- [TEXT SHOWN]:
===============

What If? Volume 1 ed. Richard A. Lupoff (Pocket, Sep ’80, pb); subtitle: Stories That Should Have Won the Hugo

What If? Volume 2 ed. Richard A. Lupoff (Pocket, Feb ’81, pb)
There's not too much to quibble with in these slim volumes, aside from casting your own eyes back over the shortlists at the Hugo pages linked to above, and deciding which other nominees, as far as one is familiar with them, were robbed even more blatantly instead, if any were...there's not a story above that I don't agree is impressive or interesting at very least, though the Shirley Jackson story is only fantasy by fiat, being one of her most cheerful stories and utterly within the realm of "realistic" or contemporary-mimetic fiction...but, for some reason, Jackson's other, better-paying markets (women's magazines [which almost all still published fiction, including ambitious fiction, regularly], The Saturday Evening Post, The New Yorker) bounced it and Anthony Boucher and J. Francis McComas (the latter on his way out the door as co-editor) were more than happy to take it at F&SF, where it was neither the first nor certainly the last inclusion to be neither fantasy nor sf.  Kate Wilhelm, still productive, along with editor Lupoff (also still publishing interesting work) and the never terribly prolific Pauline Ashwell are the only contributors still with us, and all the contributors are perhaps less potent commercial "properties" now than they were in 1980 except for Philip Dick and Jackson and probably Wilhelm, whose crime-fiction career probably reached its peak in popularity so far over the last decade or so...this true even given how Wilhelm's late husband Damon Knight's "To Serve Man" has passed into almost folkloric status (and is rarely credited properly), and his brilliant "Four-in-One" collected in Volume 1 was the demonstration subject in his reasonably popular Creating Short Fiction instructional volume. That Theodore Sturgeon's fine story managed to employ a helical metaphor before The Double Helix does as little to preserve his legacy as does for his Cyril Kornbluth's fine "The Marching Morons" being dumbed down without credit for the film Idiocracy, itself a commercial failure fading from the public memory; work as fine as "Two Dooms" will probably live on, with a coterie audience.

===============

- [ENTRIES SHOWN]:

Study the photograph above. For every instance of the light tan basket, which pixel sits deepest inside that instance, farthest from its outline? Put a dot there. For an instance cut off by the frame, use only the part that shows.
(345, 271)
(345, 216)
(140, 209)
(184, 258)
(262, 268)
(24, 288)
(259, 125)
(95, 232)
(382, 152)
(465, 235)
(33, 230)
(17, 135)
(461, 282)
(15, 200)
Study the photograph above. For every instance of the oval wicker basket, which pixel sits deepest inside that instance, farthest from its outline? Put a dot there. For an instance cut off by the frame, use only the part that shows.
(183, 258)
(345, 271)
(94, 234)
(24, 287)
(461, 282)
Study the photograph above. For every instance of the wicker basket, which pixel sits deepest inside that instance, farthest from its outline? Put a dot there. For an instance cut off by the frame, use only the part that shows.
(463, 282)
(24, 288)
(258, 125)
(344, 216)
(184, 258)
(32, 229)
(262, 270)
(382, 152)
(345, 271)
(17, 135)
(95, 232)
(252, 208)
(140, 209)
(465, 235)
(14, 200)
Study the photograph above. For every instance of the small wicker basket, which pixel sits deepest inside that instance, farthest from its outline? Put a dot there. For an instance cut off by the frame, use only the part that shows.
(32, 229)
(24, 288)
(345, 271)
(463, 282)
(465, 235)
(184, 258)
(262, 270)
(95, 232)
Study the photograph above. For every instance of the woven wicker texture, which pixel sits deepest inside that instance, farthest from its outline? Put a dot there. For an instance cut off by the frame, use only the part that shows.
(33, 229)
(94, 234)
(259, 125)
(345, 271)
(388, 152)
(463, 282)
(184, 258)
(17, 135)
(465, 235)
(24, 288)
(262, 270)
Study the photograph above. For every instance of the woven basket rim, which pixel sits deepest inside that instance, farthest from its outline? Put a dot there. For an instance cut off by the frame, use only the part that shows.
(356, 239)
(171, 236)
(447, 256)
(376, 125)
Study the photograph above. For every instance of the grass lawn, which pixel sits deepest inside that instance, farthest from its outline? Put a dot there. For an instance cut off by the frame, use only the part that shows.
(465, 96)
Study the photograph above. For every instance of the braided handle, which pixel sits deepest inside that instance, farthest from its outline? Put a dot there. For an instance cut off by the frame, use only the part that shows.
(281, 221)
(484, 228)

===============

- [WHAT NEEDS TO BE DONE]:
Answer these questions using the text on the What If? anthologies.
1. Which publisher put out both volumes?
2. Which three contributors does the text say are still living?
3. Which film is said to have dumbed down "The Marching Morons" without credit?

- [CORRECT OUTPUT]:
1. Pocket
2. Kate Wilhelm, Richard A. Lupoff, and Pauline Ashwell
3. Idiocracy